(PROMPT)
Reproduce the stretch from "Mental States Are" through "intolerance of outsiders." in the passage on mind and brain research.

(EXTRACT PROVIDED)
::::
Mental States Are Brain States Reflecting on just these three research strands, I can see whole new areas of biology opening up, providing a sense of what makes us social, communicative beings. An ambitious undertaking of this kind might not only reveal what enables members of a cohesive group to recognize one another but also give us insight into tribalism, which so often promotes fear, hatred and intolerance of outsiders.

Since the 1980s the path toward merging mind and brain research has become clearer. As a result, psychiatry has taken on a new role, both stimulating and benefiting from biological thought. During the past few years, even members of the psychoanalytic community have taken on a keen interest in the biology of mind, acknowledging that every mental state is a brain state, that all mental disorders involve disorders of brain function. Treatments work when they alter the brains structure and functioning.

To give a sense of how attitudes among researchers have changed in recent years, when in 1962 I turned from studying the hippocampus in the mammalian brain to studying simple forms of learning in the sea slug Aplysia , I encountered many negative reactions. At the time, there was a strong sense among brain scientists that mammalian brains differed radically from those of lower vertebrates, such as fish and frogs--and were incomparably more complex than invertebrate brains. The fact that Nobel Prizewinning neuroscientists, such as the late Alan Hodgkin, Andrew F. Huxley of the University of Cambridge and the late Bernard Katz, discovered the fundamental principles of signaling in the human nervous system by probing the neural axons of squids and the synapses joining nerves and muscles in frogs seemed to these mammalian chauvinists an exception. Of course all nerve cells are similar, they conceded, but neural circuitry and behavior differ markedly in vertebrates and invertebrates.

Of Flies and Men This schism persisted until molecular biologists revealed the amazing continuity--throughout evolution, from lower to higher organisms--of the genes and proteins governing all neural systems. Even then, disputes arose as to whether the cellular and molecular mechanisms of learning and memory revealed in simple animal studies would generalize to more complex animals. Neuroscientists argued about whether elementary forms of learning such as sensitization and habituation gave rise to forms of memory that would be useful to study. The ethologists, who study animal behavior in natural settings, emphasized the generality of these simple forms of memory, whereas the behaviorists highlighted associative forms of learning, such as classical and operant conditioning, which are clearly more complex.
::::
(Collected data)
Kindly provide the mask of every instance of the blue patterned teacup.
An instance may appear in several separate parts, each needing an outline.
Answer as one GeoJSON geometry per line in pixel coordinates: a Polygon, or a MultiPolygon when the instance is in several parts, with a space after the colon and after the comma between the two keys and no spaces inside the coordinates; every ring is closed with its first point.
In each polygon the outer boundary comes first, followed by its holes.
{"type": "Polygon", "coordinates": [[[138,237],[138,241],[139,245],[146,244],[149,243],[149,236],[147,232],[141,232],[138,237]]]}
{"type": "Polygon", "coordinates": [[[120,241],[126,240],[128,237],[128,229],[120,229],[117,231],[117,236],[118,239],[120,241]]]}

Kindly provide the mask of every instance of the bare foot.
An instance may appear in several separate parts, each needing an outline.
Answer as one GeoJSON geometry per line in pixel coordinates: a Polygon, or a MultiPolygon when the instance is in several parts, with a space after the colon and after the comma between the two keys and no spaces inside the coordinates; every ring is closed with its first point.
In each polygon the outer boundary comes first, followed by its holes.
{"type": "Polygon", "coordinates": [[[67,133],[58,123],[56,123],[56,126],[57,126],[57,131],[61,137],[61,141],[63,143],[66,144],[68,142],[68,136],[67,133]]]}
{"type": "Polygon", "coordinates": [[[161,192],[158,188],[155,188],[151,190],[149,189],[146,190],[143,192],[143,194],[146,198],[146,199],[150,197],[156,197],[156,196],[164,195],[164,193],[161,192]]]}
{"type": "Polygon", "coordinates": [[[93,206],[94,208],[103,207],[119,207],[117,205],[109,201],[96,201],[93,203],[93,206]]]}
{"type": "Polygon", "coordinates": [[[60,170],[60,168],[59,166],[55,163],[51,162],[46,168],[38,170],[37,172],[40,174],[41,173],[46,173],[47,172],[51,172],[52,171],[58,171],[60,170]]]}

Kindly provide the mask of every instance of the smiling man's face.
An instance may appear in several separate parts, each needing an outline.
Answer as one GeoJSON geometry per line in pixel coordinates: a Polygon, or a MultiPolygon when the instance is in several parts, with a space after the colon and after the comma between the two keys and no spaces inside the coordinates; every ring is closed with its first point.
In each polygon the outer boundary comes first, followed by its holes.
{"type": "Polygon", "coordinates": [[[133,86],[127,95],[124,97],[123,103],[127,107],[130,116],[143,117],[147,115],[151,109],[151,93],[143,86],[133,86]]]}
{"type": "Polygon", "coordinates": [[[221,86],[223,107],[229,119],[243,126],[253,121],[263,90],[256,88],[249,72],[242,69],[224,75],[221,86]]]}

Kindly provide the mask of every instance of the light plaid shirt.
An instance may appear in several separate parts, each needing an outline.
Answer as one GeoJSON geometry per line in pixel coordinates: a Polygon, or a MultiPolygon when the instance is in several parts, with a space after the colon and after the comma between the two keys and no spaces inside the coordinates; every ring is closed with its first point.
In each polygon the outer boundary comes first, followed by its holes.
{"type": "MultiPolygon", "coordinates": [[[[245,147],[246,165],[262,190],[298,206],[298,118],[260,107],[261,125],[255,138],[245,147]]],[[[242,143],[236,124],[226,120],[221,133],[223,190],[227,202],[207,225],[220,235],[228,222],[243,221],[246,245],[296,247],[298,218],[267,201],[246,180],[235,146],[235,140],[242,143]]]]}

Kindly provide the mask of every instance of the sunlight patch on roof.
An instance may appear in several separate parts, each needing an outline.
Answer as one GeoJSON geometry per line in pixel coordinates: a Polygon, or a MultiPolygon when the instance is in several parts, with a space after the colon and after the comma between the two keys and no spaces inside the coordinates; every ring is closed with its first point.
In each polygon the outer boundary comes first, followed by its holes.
::::
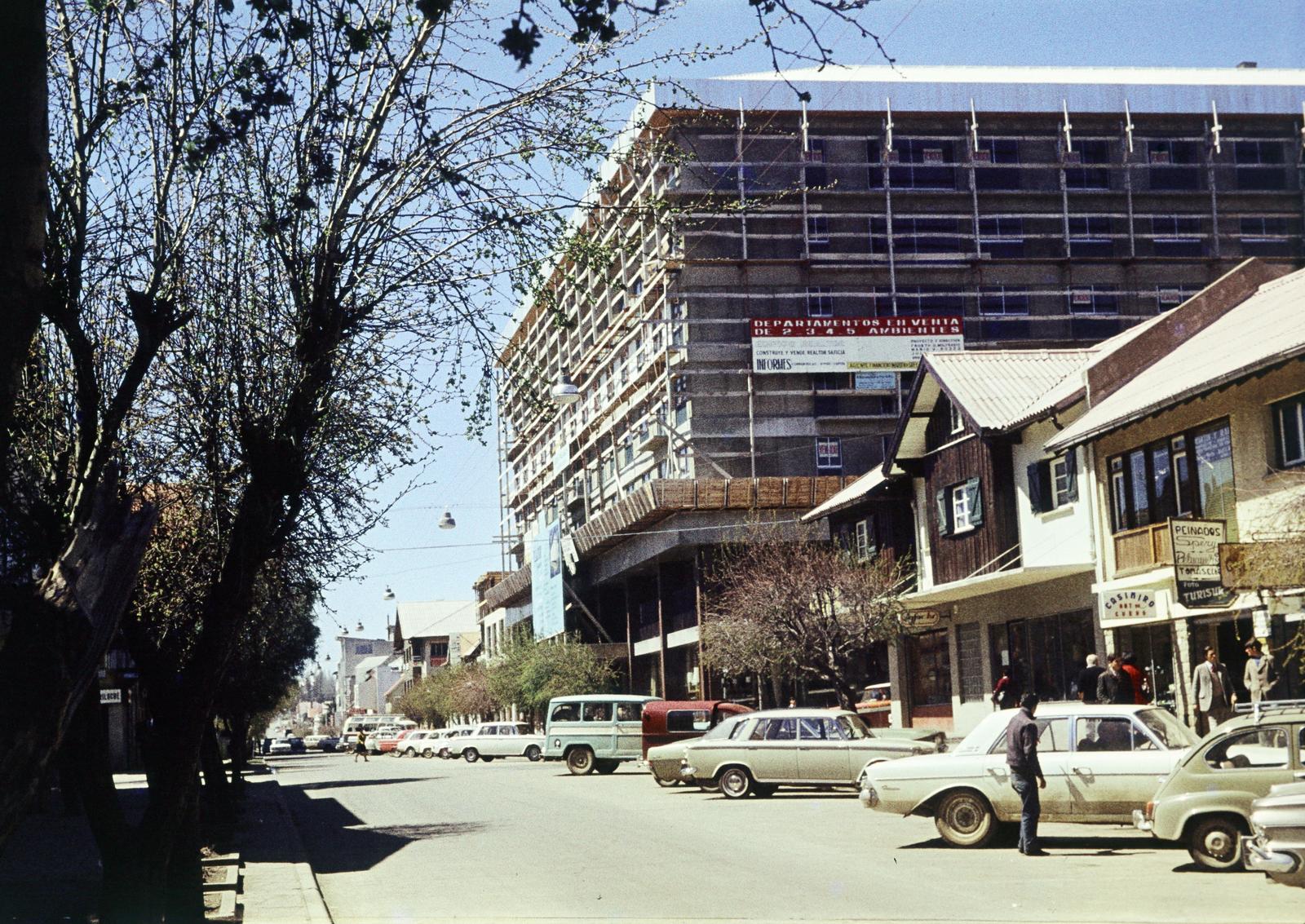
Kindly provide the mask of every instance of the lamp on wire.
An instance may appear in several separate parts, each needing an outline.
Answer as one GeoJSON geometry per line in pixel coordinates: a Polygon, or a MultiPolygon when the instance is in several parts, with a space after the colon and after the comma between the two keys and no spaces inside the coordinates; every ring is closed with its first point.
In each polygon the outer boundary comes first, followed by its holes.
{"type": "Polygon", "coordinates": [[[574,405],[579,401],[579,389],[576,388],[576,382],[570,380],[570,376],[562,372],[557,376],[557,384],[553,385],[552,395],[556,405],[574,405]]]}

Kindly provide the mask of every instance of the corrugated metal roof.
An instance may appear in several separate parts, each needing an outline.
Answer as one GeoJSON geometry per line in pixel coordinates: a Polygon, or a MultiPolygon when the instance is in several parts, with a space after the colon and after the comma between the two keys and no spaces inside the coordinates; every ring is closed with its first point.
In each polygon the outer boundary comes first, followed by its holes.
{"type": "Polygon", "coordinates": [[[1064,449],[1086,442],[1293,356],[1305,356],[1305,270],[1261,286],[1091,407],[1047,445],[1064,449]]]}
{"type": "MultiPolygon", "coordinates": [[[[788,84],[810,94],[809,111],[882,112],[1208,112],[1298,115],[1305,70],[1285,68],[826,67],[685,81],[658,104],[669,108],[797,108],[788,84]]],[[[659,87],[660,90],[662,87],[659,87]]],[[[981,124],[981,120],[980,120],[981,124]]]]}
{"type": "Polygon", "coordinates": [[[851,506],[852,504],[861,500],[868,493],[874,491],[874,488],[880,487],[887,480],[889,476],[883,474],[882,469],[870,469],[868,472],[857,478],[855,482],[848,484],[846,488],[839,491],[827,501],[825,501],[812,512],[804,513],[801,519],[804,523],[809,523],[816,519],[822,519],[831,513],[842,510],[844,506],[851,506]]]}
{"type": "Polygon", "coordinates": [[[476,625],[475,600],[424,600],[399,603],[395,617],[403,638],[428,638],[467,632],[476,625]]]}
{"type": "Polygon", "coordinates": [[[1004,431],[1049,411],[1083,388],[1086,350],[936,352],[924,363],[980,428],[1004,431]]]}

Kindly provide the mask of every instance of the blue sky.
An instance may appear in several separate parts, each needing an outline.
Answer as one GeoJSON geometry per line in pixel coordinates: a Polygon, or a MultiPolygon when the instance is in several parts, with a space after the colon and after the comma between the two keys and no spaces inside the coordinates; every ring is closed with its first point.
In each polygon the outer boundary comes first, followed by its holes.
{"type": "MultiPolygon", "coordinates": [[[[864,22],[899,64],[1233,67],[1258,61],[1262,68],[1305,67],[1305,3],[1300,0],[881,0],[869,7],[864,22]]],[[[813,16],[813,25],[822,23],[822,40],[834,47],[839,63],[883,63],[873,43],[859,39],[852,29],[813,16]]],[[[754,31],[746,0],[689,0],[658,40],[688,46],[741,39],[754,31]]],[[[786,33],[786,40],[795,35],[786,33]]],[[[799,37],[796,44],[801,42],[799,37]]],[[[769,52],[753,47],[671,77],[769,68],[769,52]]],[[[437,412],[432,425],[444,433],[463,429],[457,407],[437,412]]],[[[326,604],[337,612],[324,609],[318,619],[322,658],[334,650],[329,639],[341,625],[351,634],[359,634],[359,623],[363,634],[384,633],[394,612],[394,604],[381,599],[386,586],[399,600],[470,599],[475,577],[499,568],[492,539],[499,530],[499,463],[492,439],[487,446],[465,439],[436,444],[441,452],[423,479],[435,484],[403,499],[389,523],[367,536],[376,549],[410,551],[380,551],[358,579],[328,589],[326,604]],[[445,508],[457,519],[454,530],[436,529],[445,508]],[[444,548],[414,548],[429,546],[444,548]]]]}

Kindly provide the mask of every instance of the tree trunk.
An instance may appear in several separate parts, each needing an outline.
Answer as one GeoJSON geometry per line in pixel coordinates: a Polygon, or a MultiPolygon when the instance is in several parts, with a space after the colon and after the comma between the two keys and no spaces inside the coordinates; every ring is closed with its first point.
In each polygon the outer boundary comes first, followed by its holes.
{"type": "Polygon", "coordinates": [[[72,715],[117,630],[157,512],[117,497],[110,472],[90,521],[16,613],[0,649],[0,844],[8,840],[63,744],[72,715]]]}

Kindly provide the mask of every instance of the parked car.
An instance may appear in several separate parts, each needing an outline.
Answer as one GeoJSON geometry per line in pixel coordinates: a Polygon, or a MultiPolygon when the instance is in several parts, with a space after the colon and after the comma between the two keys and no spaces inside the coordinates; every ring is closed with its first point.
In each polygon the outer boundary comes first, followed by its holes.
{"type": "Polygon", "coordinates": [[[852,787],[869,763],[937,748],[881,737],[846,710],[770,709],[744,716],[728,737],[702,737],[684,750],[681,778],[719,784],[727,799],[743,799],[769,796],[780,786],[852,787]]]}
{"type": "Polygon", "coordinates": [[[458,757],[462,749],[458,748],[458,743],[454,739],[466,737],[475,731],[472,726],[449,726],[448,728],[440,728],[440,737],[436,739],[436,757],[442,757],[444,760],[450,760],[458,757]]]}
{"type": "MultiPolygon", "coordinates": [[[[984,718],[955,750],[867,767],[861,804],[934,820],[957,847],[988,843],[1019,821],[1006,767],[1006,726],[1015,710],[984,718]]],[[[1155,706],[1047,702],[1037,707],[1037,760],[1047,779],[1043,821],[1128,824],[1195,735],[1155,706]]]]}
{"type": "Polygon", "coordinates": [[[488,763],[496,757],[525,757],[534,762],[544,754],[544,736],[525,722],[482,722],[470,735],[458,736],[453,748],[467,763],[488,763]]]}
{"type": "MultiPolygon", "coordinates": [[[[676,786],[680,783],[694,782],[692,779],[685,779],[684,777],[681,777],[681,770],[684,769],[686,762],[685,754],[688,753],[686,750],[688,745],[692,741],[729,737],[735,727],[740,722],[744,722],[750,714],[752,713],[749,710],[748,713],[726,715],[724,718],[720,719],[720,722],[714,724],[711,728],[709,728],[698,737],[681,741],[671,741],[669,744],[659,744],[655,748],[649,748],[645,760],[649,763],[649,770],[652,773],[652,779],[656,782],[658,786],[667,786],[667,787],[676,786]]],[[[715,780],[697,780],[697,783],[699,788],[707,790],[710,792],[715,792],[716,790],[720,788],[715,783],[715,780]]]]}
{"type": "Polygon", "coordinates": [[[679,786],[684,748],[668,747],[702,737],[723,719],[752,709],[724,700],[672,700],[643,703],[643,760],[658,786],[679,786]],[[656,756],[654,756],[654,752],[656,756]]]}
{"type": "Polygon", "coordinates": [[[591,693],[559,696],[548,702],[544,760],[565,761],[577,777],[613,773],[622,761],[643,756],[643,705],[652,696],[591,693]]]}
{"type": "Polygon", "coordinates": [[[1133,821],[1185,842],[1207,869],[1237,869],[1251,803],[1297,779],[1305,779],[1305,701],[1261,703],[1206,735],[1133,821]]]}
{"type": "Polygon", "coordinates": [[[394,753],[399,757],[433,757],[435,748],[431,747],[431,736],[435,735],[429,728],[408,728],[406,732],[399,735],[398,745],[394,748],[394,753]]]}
::::
(PROBLEM SOLUTION)
Mental States Are Brain States Reflecting on just these three research strands, I can see whole new areas of biology opening up, providing a sense of what makes us social, communicative beings. An ambitious undertaking of this kind might not only reveal what enables members of a cohesive group to recognize one another but also give us insight into tribalism, which so often promotes fear, hatred and intolerance of outsiders.